◆ **DOCUMENT EXTRACT**

Former finance minister Basil Mramba (left) and ex-energy minister for energy David Yona.
What you need to know:
Yona and Mramba who served as Finance and Energy and Minerals ministers respectively between 1995 and 2005 were in July sentenced to serve three years in jail after being convicted of abuse of office and occasioning Sh11.7 billion loss to the government.
Dar es Salaam. The fate of two former cabinet ministers, Basil Mramba and Daniel Yona, who have appealed against a three-year jail sentence will be known today when the High Court decides on their petition.
Judge Projest Rugazia will deliver a judgment after both the prosecution and defence made their final submissions.
Yona and Mramba who served as Finance and Energy and Minerals ministers respectively between 1995 and 2005 were in July sentenced to serve three years in jail after being convicted of abuse of office and occasioning Sh11.7 billion loss to the government.
The case surrounded the controversial hiring of an auditing firm, Alex Stewart Assayers Government Business Corporation.
While the jailed ministers are challenging their conviction and subsequent sentencing, state lawyers have also appealed to challenge some aspects of the conviction of the former ministers and and the acquittal of former permanent secretary in the finance ministery Gray Mgonja who was charged along with the former ministers.

◆ **CHECK YOUR UNDERSTANDING**
1. Answer these questions about the news report on the former ministers' appeal:
(a) Which judge will deliver the judgment?
(b) What auditing firm was at the center of the case?
(c) Who was acquitted despite being charged along with the former ministers?
2. Can you quote the news report on the former ministers' appeal from "Judge Projest Rugazia" up to and including "Government Business Corporation."?
The material is separate from the news report and has no connection to it.

◆ **RECORDS**
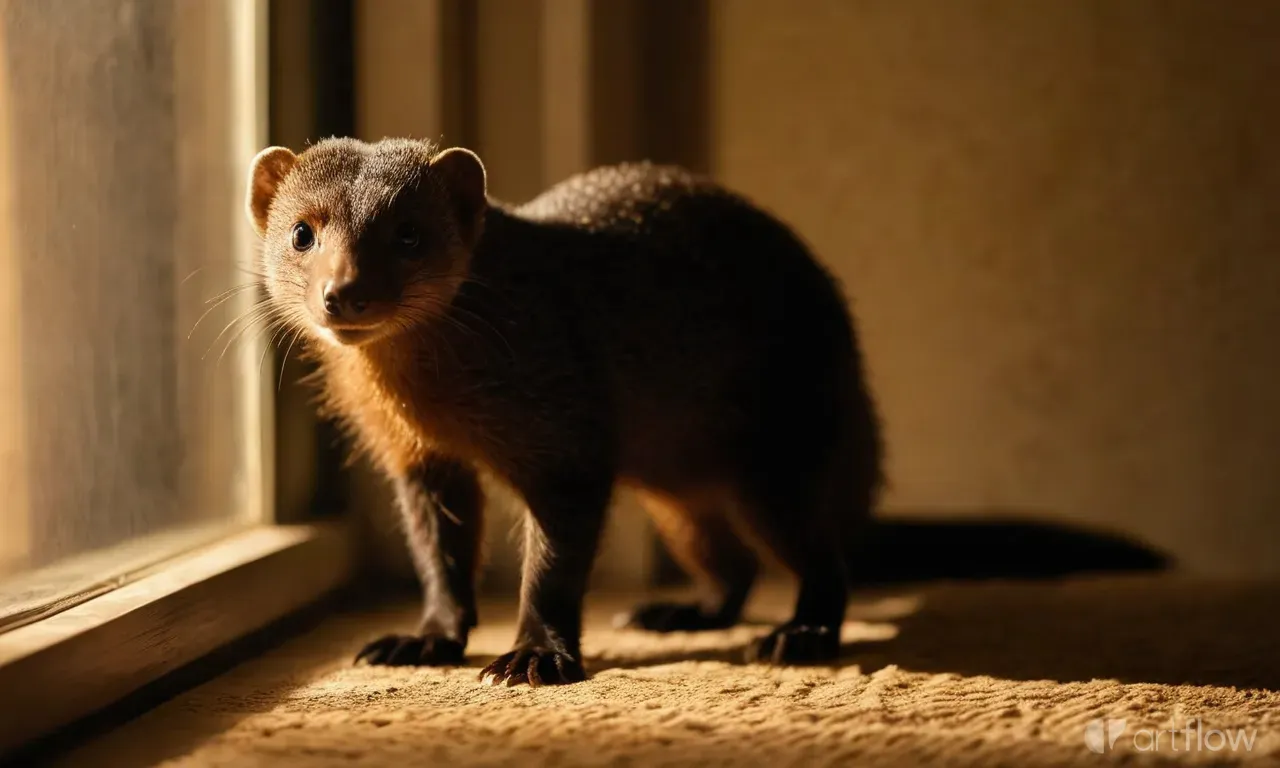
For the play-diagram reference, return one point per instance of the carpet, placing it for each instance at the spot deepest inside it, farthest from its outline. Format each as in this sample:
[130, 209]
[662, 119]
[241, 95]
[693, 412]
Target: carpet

◆ **RESPONSES**
1.
(a) Projest Rugazia
(b) Alex Stewart Assayers Government Business Corporation
(c) Gray Mgonja

2.
Judge Projest Rugazia will deliver a judgment after both the prosecution and defence made their final submissions.
Yona and Mramba who served as Finance and Energy and Minerals ministers respectively between 1995 and 2005 were in July sentenced to serve three years in jail after being convicted of abuse of office and occasioning Sh11.7 billion loss to the government.
The case surrounded the controversial hiring of an auditing firm, Alex Stewart Assayers Government Business Corporation.